◆ Selected excerpt:
----

Python UDF in Ingestion being used for feature validation #1234

pyalex · 2020-12-16T10:34:18Z

What this PR does / why we need it:

This PR introduces experimental feature that enables using custom python code inside ingestion job. See #1230 for motivation.

Technical details:

Python code being wrapped and pickled inside Python SDK.
Pickled object being staged to one of supported storages (gs / s3)
Reference to stored objects added to FeatureTable's labels
IngestionJob currently only supports _validationUDF label and use provided code for feature validation. The code is being called right after reading data from source and before writing it to store. IngestionJob can optionally (set by flag) drop rows that do not pass validation.

Limitations:
Since python pickle happens on customer's machine and unpickle on Spark worker, there might be issues related to incompatibility of pickle protocols even customer's and worker's python versions are different. Ideally to avoid that the minor part of python versions should match (3.7, eg). However, it was confirmed by tests that lower version on SDK is fine (3.6 on SDK, 3.7 on worker), but not other way.

Which issue(s) this PR fixes:

Fixes #1230

Does this PR introduce a user-facing change?:

**experimental** ability to run custom python code inside streaming ingestion job

pyalex · 2020-12-17T04:48:00Z

/test test-end-to-end

pyalex · 2020-12-17T04:48:58Z

/test test-end-to-end-gcp

pyalex · 2020-12-17T07:21:59Z

/test test-end-to-end-gcp

pyalex · 2020-12-18T02:32:32Z

/test test-end-to-end-aws

Signed-off-by: Oleksii Moskalenko <moskalenko.alexey@gmail.com>

oavdeev · 2020-12-18T19:13:29Z

sdk/python/feast/pyspark/launchers/aws/emr_utils.py

@@ -332,6 +332,7 @@ def _stream_ingestion_step(
            ],
            "Args": ["spark-submit", "--class", "feast.ingestion.IngestionJob"]
            + jars_args
+            + ["--conf", "spark.yarn.isPython=true"]


Is there any downside of doing this? Do you know why it isn't it always set it to true in Spark?

It's yarn specific and from what I found it's used mostly to enable distribution of python related stuff (like pyspark.zip) to yarn workers. It's being set by spark-submit when main file is py-file, which is not the case for our IngestionJob.

----

Rows excerpted from a collection:
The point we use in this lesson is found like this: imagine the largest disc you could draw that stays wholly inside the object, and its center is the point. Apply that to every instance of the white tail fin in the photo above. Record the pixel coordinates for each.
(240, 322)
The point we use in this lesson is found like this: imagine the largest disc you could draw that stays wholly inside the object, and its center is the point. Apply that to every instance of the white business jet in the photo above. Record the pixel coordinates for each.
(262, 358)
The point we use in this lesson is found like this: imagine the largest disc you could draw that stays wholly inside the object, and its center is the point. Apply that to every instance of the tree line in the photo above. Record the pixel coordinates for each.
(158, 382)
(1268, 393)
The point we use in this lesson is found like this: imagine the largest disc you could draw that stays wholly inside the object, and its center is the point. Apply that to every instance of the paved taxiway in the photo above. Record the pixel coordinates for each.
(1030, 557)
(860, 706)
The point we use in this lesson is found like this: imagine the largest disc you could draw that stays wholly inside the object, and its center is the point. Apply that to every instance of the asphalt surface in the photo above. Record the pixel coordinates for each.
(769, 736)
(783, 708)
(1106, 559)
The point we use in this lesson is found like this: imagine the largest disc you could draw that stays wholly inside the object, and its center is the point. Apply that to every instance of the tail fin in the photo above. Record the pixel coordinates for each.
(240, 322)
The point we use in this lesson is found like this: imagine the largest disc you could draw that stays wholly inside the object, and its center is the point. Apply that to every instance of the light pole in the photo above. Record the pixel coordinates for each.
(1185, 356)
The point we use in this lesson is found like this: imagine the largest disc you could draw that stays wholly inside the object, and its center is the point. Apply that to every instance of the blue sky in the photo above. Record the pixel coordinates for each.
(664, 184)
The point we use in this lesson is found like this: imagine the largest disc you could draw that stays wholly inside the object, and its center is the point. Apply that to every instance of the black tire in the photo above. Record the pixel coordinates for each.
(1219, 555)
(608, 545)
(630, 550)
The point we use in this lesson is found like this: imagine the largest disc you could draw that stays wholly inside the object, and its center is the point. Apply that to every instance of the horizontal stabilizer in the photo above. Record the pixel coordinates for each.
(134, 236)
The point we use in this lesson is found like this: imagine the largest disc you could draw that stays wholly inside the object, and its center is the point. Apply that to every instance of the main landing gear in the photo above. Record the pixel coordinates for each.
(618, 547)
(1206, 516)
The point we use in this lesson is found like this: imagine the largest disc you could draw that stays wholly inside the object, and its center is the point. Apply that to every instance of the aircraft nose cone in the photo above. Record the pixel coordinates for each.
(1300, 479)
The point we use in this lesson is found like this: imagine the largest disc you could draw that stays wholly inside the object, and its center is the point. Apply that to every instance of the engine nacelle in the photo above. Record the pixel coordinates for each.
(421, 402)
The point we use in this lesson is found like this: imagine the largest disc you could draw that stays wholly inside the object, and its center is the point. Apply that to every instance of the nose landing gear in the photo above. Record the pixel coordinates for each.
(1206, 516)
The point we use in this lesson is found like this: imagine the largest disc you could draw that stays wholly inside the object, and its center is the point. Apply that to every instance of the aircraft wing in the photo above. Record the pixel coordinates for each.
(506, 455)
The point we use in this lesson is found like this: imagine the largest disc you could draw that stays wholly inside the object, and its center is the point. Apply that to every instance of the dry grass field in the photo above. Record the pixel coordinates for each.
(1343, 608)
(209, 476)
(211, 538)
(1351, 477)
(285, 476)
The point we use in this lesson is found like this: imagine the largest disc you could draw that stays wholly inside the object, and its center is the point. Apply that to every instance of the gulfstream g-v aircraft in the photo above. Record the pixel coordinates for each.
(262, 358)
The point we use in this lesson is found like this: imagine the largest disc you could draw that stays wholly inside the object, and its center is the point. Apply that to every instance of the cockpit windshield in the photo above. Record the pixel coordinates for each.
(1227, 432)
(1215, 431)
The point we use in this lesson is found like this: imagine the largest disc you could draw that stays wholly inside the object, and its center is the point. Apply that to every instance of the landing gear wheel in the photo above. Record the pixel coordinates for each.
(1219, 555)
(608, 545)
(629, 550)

----

◆ Set task A: Reproduce the passage of the pull request thread that begins at the words "sdk/python/feast/pyspark/launchers/aws/emr_utils.py" and stops after the words "true in Spark?".
◆ Set task B: According to the pull request thread, which label does IngestionJob currently support?
◆ Set task C: Decide whether each statement agrees with the pull request thread, and answer yes or no with the deciding words quoted: (i) IngestionJob always drops data that fails validation. (ii) Tests confirmed that a lower Python version on the SDK than on the worker is fine. (iii) spark-submit sets spark.yarn.isPython when the main file is a py-file.

◆ Answer A:
sdk/python/feast/pyspark/launchers/aws/emr_utils.py

@@ -332,6 +332,7 @@ def _stream_ingestion_step(
            ],
            "Args": ["spark-submit", "--class", "feast.ingestion.IngestionJob"]
            + jars_args
+            + ["--conf", "spark.yarn.isPython=true"]


Is there any downside of doing this? Do you know why it isn't it always set it to true in Spark?

◆ Answer B: The _validationUDF label.

◆ Answer C:
(i) No: "IngestionJob can optionally (set by flag) drop rows that do not pass validation."
(ii) Yes: "it was confirmed by tests that lower version on SDK is fine (3.6 on SDK, 3.7 on worker)"
(iii) Yes: "It's being set by spark-submit when main file is py-file"